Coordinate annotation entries
◇ ◇ ◇
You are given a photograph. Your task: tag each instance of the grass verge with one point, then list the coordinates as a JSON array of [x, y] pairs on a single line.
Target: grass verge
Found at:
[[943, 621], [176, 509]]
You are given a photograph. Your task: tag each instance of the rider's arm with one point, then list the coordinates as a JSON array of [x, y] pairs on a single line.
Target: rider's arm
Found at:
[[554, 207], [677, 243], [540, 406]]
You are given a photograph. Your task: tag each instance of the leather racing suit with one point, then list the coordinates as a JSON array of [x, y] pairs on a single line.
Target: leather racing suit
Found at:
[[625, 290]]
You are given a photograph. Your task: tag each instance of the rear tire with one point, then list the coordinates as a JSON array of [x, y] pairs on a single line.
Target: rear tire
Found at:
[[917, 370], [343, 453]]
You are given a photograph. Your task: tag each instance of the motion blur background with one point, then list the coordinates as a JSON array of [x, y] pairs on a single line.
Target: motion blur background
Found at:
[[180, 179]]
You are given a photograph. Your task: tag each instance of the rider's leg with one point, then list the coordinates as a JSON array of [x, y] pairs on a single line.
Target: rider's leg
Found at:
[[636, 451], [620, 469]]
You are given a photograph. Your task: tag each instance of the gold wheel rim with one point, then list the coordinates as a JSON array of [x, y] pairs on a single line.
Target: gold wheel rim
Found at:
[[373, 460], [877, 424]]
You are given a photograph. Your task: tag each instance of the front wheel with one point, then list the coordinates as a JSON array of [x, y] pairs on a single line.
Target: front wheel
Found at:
◇ ◇ ◇
- _DO THIS_:
Can you repeat verbatim the lines from the one containing "of the gold" through the end of the entries, including both ends?

- _RESPONSE_:
You are given a photograph. Your task: tag each instance of the gold wheel rim with one point, then list the coordinates as a JSON array of [x, y] pairs on a single line.
Target: gold wheel rim
Found at:
[[373, 460], [877, 424]]
You are given a photograph. Your task: tag each instance of the front wheel with one point, then list the coordinates as a JSON array of [x, y] pairs on a single line.
Target: front wheel
Found at:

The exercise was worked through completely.